(Named object pointing entries)
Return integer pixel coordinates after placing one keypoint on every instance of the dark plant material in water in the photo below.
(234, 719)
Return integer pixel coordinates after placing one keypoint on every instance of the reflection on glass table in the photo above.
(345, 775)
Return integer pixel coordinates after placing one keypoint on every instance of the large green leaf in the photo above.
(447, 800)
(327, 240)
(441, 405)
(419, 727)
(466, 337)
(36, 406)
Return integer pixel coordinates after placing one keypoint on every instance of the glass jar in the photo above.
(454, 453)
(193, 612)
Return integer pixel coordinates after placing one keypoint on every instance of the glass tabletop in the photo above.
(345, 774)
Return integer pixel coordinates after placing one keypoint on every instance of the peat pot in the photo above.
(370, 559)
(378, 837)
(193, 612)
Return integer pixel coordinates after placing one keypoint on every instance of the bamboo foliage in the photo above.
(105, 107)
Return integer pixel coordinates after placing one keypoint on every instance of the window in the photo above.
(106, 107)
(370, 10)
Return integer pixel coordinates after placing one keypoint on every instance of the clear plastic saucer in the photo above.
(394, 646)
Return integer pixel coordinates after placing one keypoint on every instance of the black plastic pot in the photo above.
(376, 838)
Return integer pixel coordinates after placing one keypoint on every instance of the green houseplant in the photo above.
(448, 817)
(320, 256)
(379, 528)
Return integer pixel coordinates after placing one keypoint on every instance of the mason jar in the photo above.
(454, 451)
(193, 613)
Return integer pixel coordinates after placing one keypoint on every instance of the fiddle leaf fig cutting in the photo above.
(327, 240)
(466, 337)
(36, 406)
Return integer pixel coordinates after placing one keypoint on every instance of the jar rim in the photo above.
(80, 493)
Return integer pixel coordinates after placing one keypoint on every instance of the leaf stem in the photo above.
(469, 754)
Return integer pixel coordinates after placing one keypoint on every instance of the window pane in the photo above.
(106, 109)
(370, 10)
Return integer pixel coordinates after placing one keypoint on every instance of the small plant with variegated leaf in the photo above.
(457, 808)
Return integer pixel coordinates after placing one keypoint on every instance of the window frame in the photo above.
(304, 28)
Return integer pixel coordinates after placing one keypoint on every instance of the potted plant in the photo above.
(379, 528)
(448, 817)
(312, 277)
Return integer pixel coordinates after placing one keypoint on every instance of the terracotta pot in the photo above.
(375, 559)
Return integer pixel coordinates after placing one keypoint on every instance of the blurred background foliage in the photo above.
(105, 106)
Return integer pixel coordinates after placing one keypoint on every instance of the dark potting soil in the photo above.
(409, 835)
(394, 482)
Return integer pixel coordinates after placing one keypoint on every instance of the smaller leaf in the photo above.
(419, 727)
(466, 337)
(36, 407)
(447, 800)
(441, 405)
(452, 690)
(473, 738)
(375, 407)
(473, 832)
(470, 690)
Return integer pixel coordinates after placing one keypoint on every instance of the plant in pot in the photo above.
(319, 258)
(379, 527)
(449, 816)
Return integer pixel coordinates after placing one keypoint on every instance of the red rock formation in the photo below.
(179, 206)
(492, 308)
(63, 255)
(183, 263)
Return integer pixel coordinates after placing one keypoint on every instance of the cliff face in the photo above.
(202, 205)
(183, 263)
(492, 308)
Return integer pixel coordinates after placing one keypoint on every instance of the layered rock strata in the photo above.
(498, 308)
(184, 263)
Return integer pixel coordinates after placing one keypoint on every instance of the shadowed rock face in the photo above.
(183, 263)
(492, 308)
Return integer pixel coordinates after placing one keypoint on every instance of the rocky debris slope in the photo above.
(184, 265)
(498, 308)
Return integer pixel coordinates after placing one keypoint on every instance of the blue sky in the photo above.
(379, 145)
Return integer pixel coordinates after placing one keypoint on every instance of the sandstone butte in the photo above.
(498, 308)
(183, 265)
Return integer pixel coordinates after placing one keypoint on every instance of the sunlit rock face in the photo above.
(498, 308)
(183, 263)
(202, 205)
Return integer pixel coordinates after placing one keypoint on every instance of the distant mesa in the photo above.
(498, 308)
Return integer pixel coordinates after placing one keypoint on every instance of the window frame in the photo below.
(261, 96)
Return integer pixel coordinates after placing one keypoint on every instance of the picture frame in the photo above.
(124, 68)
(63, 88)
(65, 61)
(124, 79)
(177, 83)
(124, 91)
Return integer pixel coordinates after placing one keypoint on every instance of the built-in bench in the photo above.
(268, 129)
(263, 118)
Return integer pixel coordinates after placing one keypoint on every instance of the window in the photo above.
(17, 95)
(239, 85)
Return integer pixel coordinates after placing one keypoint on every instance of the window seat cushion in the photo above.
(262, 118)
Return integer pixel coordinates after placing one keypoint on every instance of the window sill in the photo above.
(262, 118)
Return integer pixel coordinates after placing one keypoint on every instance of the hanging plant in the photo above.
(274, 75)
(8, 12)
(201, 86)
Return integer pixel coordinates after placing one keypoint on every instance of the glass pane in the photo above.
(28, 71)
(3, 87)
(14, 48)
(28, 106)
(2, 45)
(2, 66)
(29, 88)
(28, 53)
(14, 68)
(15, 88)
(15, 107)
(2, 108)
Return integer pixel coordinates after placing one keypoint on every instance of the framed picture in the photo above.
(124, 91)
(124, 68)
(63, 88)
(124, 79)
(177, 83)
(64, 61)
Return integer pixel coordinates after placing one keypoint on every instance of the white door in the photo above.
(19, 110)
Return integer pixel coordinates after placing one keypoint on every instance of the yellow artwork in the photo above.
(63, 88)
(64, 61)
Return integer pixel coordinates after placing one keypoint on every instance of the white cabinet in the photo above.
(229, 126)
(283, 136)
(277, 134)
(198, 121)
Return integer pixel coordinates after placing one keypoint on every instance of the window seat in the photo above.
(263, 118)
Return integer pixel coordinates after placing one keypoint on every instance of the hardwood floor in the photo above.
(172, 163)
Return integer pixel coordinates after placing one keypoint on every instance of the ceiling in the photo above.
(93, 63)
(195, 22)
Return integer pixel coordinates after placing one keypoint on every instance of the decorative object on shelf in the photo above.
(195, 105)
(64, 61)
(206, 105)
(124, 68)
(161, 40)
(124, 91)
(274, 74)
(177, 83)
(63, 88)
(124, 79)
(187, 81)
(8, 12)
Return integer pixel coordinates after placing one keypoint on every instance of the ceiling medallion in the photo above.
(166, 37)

◆ **Do this**:
Give the material above again, word for word.

◆ **The solution**:
Return integer pixel coordinates after placing one keypoint on every instance of the dark plant material in water in the photo below.
(234, 719)
Return integer pixel coordinates after placing one keypoint on every instance of the reflection on glass table in the photo above.
(345, 775)
Return integer pixel coordinates after placing one keypoint on every instance of the large green leaf in the photo above.
(447, 800)
(327, 240)
(441, 405)
(419, 727)
(466, 337)
(36, 406)
Return integer pixel coordinates after placing one keypoint on every instance of the glass jar in the photo above.
(454, 453)
(193, 612)
Return integer pixel coordinates after placing one keypoint on every instance of the glass tabletop in the photo above.
(345, 774)
Return integer pixel coordinates after placing one keypoint on every instance of the peat pot in the photo above.
(370, 559)
(378, 837)
(193, 612)
Return integer pixel coordinates after placing one keypoint on every instance of the bamboo foliage in the photo above.
(105, 107)
Return integer pixel coordinates after placing one keypoint on every instance of the window in the photo above.
(106, 107)
(370, 10)
Return integer pixel coordinates after placing one keypoint on every instance of the clear plastic saucer in the photo above.
(394, 646)
Return integer pixel coordinates after placing one keypoint on every instance of the black plastic pot in the photo above.
(376, 838)
Return integer pixel coordinates after placing one keypoint on every instance of the green houseplant in the photo above.
(448, 817)
(320, 256)
(379, 528)
Return integer pixel coordinates after placing one keypoint on every instance of the mason jar in the photo above.
(454, 451)
(193, 613)
Return integer pixel coordinates after placing one keypoint on every instance of the fiddle leaf fig cutting in the photo above.
(327, 240)
(466, 337)
(36, 406)
Return integer pixel coordinates after placing one keypoint on every instance of the jar rim in the photo above.
(80, 493)
Return integer pixel coordinates after placing one keypoint on every instance of the leaf stem in the photo above.
(469, 754)
Return integer pixel coordinates after placing one keypoint on every instance of the window pane in the photo above.
(106, 109)
(370, 10)
Return integer pixel coordinates after placing one keypoint on every instance of the small plant with variegated leaf in the photo above.
(457, 808)
Return integer pixel coordinates after placing one keypoint on every instance of the window frame in the photo above.
(304, 28)
Return integer pixel coordinates after placing one keypoint on every instance of the potted plant in the photo above.
(379, 528)
(448, 817)
(312, 277)
Return integer pixel coordinates after placing one keypoint on every instance of the terracotta pot in the photo above.
(375, 559)
Return integer pixel coordinates after placing one keypoint on every instance of the blurred background foliage in the photo above.
(105, 106)
Return integer pixel coordinates after placing one keypoint on every instance of the dark potting soil in the photo above.
(409, 835)
(394, 482)
Return integer pixel coordinates after placing one keypoint on every instance of the smaller leaf in the photo above.
(419, 727)
(466, 337)
(36, 407)
(447, 800)
(441, 405)
(452, 690)
(473, 738)
(375, 407)
(473, 832)
(470, 690)
Return integer pixel coordinates after placing one keypoint on every instance of the plant in pot in the photo above.
(319, 258)
(379, 527)
(449, 816)
Return integer pixel coordinates after placing one keypoint on every instance of the red rock formation in the photo below.
(179, 206)
(492, 308)
(63, 255)
(183, 263)
Return integer pixel coordinates after placing one keypoint on every instance of the cliff face in the photo above.
(202, 205)
(183, 263)
(492, 308)
Return integer pixel coordinates after placing one keypoint on every instance of the layered rock strata in the photo above.
(498, 308)
(184, 263)
Return integer pixel coordinates after placing one keypoint on every instance of the shadowed rock face in the photo above.
(183, 263)
(492, 308)
Return integer pixel coordinates after placing one keypoint on every instance of the rocky debris slope in the photo above.
(184, 265)
(498, 308)
Return integer pixel coordinates after placing one keypoint on every instance of the blue sky in the photo above.
(379, 145)
Return integer pixel coordinates after placing one keypoint on every instance of the sandstone butte in the photo above.
(498, 308)
(183, 265)
Return integer pixel coordinates after placing one keypoint on every instance of the sunlit rock face in the photo above.
(498, 308)
(183, 263)
(202, 205)
Return integer pixel coordinates after placing one keypoint on every instance of the distant mesa in the photo above.
(498, 308)
Return integer pixel coordinates after placing one keypoint on every instance of the window frame in the photo below.
(261, 96)
Return integer pixel coordinates after placing one keypoint on every instance of the picture frame in the photo above.
(124, 68)
(63, 88)
(65, 61)
(124, 79)
(177, 83)
(124, 91)
Return integer pixel coordinates after placing one keypoint on every instance of the built-in bench in the photo above.
(268, 129)
(263, 118)
Return integer pixel coordinates after placing one keypoint on every instance of the window in the photo above.
(17, 95)
(239, 85)
Return integer pixel coordinates after placing one keypoint on every instance of the window seat cushion in the photo above.
(262, 118)
Return integer pixel coordinates after placing one keypoint on every instance of the window sill in the photo above.
(262, 118)
Return integer pixel coordinates after placing one keypoint on every instance of the hanging plant in the photo above.
(274, 75)
(8, 12)
(201, 86)
Return integer pixel coordinates after placing one keypoint on every instance of the glass pane in the photo above.
(28, 71)
(3, 87)
(14, 48)
(28, 106)
(2, 45)
(2, 66)
(29, 88)
(28, 53)
(14, 68)
(15, 88)
(15, 107)
(2, 108)
Return integer pixel coordinates after placing one keypoint on every instance of the framed picture in the photo above.
(124, 91)
(124, 68)
(63, 88)
(124, 79)
(177, 83)
(64, 61)
Return integer pixel coordinates after placing one keypoint on every instance of the white door in the photo above.
(19, 110)
Return integer pixel coordinates after placing one keypoint on every instance of the yellow artwork in the photo above.
(63, 88)
(64, 61)
Return integer pixel coordinates after placing one keypoint on every instance of the white cabinet in the photo above.
(229, 126)
(283, 136)
(277, 134)
(198, 121)
Return integer pixel coordinates after placing one keypoint on every instance of the window seat in the photo above.
(263, 118)
Return integer pixel coordinates after placing one keypoint on every instance of the hardwood floor in the photo above.
(172, 163)
Return integer pixel coordinates after placing one keypoint on every instance of the ceiling in the photo above.
(93, 63)
(195, 22)
Return integer pixel coordinates after placing one keypoint on every instance of the decorative object on shelf in the photo above.
(195, 105)
(64, 61)
(206, 105)
(124, 68)
(161, 40)
(124, 91)
(274, 74)
(177, 83)
(63, 88)
(124, 79)
(187, 81)
(8, 12)
Return integer pixel coordinates after placing one keypoint on every instance of the ceiling medallion in the photo above.
(166, 37)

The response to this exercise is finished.